### Job:
Please copy out every line in the rows below that contains the word "window". Matching is case-sensitive.

Position annotation rows
_ _ _

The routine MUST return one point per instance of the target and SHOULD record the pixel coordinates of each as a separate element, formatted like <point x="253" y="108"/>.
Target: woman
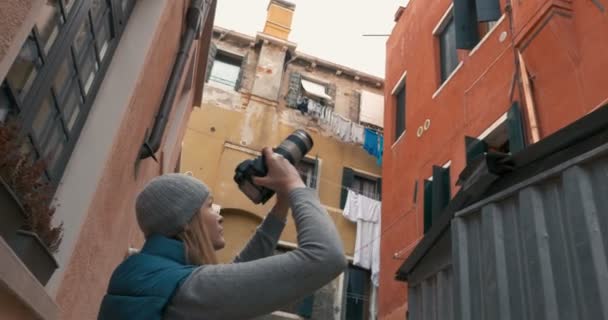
<point x="176" y="275"/>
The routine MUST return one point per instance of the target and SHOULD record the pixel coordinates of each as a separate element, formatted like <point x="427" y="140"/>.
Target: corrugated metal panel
<point x="537" y="250"/>
<point x="432" y="299"/>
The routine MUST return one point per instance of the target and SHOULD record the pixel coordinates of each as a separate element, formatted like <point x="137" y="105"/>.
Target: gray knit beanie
<point x="168" y="203"/>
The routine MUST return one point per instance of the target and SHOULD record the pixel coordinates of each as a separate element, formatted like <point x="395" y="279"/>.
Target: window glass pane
<point x="102" y="36"/>
<point x="25" y="68"/>
<point x="366" y="187"/>
<point x="71" y="107"/>
<point x="88" y="68"/>
<point x="64" y="74"/>
<point x="449" y="56"/>
<point x="225" y="73"/>
<point x="54" y="145"/>
<point x="48" y="23"/>
<point x="98" y="7"/>
<point x="83" y="38"/>
<point x="45" y="114"/>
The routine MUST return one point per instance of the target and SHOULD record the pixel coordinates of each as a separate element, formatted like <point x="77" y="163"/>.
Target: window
<point x="54" y="79"/>
<point x="447" y="49"/>
<point x="474" y="18"/>
<point x="358" y="290"/>
<point x="302" y="89"/>
<point x="486" y="27"/>
<point x="366" y="185"/>
<point x="226" y="70"/>
<point x="506" y="135"/>
<point x="309" y="171"/>
<point x="400" y="112"/>
<point x="437" y="195"/>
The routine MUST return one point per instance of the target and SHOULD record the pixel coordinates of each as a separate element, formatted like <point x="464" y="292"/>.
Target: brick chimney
<point x="279" y="18"/>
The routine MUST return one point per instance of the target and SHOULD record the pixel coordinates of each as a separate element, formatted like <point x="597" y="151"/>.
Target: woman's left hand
<point x="281" y="208"/>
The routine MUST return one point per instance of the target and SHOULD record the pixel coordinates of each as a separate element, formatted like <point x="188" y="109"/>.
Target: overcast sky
<point x="329" y="29"/>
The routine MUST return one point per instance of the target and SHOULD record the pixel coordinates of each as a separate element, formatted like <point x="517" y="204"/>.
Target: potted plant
<point x="26" y="203"/>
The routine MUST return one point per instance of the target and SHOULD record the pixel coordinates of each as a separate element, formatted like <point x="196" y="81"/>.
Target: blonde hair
<point x="199" y="248"/>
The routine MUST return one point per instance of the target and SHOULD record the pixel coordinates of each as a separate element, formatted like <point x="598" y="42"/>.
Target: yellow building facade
<point x="254" y="87"/>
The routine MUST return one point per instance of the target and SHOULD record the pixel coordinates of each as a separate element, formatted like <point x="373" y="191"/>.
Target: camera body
<point x="294" y="148"/>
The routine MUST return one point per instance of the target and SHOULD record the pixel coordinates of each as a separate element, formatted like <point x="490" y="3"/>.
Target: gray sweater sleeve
<point x="263" y="242"/>
<point x="250" y="289"/>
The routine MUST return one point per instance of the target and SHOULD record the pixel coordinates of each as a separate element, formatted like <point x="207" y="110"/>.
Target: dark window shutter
<point x="210" y="60"/>
<point x="428" y="205"/>
<point x="400" y="113"/>
<point x="465" y="18"/>
<point x="239" y="80"/>
<point x="516" y="131"/>
<point x="315" y="174"/>
<point x="488" y="10"/>
<point x="441" y="190"/>
<point x="293" y="92"/>
<point x="474" y="148"/>
<point x="348" y="176"/>
<point x="306" y="306"/>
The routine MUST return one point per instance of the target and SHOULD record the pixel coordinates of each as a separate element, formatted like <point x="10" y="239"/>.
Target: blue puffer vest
<point x="143" y="285"/>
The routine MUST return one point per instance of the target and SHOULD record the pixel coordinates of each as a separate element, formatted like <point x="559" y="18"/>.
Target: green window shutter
<point x="441" y="190"/>
<point x="210" y="60"/>
<point x="516" y="130"/>
<point x="428" y="204"/>
<point x="488" y="10"/>
<point x="474" y="148"/>
<point x="348" y="176"/>
<point x="306" y="306"/>
<point x="293" y="92"/>
<point x="465" y="18"/>
<point x="355" y="293"/>
<point x="239" y="80"/>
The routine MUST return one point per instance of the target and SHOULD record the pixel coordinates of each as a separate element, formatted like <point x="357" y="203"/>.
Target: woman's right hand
<point x="282" y="176"/>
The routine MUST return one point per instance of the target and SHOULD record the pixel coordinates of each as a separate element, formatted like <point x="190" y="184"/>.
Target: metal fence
<point x="537" y="250"/>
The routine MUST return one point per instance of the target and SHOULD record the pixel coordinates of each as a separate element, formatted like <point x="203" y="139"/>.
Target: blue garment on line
<point x="374" y="144"/>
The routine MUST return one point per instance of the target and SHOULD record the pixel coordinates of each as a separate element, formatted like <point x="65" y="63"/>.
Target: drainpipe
<point x="193" y="25"/>
<point x="529" y="98"/>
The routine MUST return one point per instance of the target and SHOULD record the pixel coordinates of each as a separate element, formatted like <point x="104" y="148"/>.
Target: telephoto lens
<point x="294" y="148"/>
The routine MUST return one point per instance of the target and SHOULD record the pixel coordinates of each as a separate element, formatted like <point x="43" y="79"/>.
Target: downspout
<point x="193" y="26"/>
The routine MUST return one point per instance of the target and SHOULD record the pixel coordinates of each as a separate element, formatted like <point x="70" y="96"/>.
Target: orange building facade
<point x="464" y="75"/>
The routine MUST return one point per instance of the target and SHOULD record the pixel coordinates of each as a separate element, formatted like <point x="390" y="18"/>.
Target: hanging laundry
<point x="302" y="104"/>
<point x="314" y="109"/>
<point x="366" y="213"/>
<point x="374" y="144"/>
<point x="343" y="127"/>
<point x="380" y="152"/>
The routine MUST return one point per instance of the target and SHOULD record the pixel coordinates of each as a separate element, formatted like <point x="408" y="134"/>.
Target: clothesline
<point x="341" y="186"/>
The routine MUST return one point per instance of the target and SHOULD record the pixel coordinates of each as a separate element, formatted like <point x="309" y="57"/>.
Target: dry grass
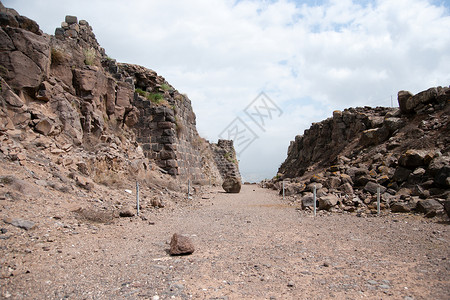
<point x="94" y="215"/>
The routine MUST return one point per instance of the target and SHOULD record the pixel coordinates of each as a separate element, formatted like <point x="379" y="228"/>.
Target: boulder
<point x="372" y="187"/>
<point x="71" y="20"/>
<point x="307" y="200"/>
<point x="402" y="98"/>
<point x="401" y="207"/>
<point x="401" y="174"/>
<point x="181" y="245"/>
<point x="412" y="158"/>
<point x="447" y="207"/>
<point x="429" y="207"/>
<point x="374" y="136"/>
<point x="327" y="202"/>
<point x="24" y="224"/>
<point x="232" y="184"/>
<point x="440" y="169"/>
<point x="292" y="189"/>
<point x="126" y="212"/>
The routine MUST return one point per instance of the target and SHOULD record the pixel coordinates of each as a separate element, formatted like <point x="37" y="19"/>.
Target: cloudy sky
<point x="308" y="57"/>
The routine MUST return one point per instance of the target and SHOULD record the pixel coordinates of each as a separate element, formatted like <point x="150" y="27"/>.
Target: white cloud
<point x="310" y="58"/>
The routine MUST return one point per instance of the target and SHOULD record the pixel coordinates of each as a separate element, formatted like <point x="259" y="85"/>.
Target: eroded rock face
<point x="65" y="88"/>
<point x="231" y="184"/>
<point x="403" y="152"/>
<point x="181" y="245"/>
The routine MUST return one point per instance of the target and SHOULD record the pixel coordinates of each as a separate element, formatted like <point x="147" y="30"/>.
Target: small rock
<point x="231" y="184"/>
<point x="126" y="212"/>
<point x="24" y="224"/>
<point x="181" y="245"/>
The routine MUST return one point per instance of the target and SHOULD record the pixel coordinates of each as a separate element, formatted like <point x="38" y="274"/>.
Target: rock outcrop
<point x="403" y="153"/>
<point x="101" y="120"/>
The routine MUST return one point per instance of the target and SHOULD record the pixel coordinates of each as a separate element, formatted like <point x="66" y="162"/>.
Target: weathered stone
<point x="327" y="202"/>
<point x="292" y="189"/>
<point x="412" y="159"/>
<point x="231" y="184"/>
<point x="307" y="200"/>
<point x="372" y="187"/>
<point x="132" y="117"/>
<point x="11" y="98"/>
<point x="181" y="245"/>
<point x="85" y="182"/>
<point x="30" y="63"/>
<point x="71" y="19"/>
<point x="447" y="207"/>
<point x="44" y="91"/>
<point x="374" y="136"/>
<point x="429" y="207"/>
<point x="24" y="224"/>
<point x="401" y="207"/>
<point x="45" y="126"/>
<point x="393" y="124"/>
<point x="126" y="212"/>
<point x="440" y="168"/>
<point x="401" y="174"/>
<point x="347" y="188"/>
<point x="125" y="94"/>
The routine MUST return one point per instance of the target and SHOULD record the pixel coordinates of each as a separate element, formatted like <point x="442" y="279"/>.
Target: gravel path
<point x="250" y="245"/>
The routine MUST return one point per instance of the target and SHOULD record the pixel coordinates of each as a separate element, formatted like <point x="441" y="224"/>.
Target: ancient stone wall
<point x="67" y="87"/>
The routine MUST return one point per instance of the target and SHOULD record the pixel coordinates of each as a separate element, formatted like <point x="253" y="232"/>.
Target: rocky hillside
<point x="63" y="101"/>
<point x="403" y="151"/>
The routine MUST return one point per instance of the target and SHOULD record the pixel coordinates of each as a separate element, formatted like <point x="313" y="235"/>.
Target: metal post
<point x="189" y="188"/>
<point x="137" y="197"/>
<point x="315" y="200"/>
<point x="378" y="200"/>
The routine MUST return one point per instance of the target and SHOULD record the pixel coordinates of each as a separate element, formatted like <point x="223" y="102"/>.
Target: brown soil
<point x="250" y="245"/>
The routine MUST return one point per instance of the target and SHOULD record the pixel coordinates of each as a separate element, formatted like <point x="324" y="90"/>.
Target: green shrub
<point x="89" y="56"/>
<point x="57" y="56"/>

_ _ _

### Exercise response:
Target: window glass pane
Target: window
Target: dark window shutter
Target: green window shutter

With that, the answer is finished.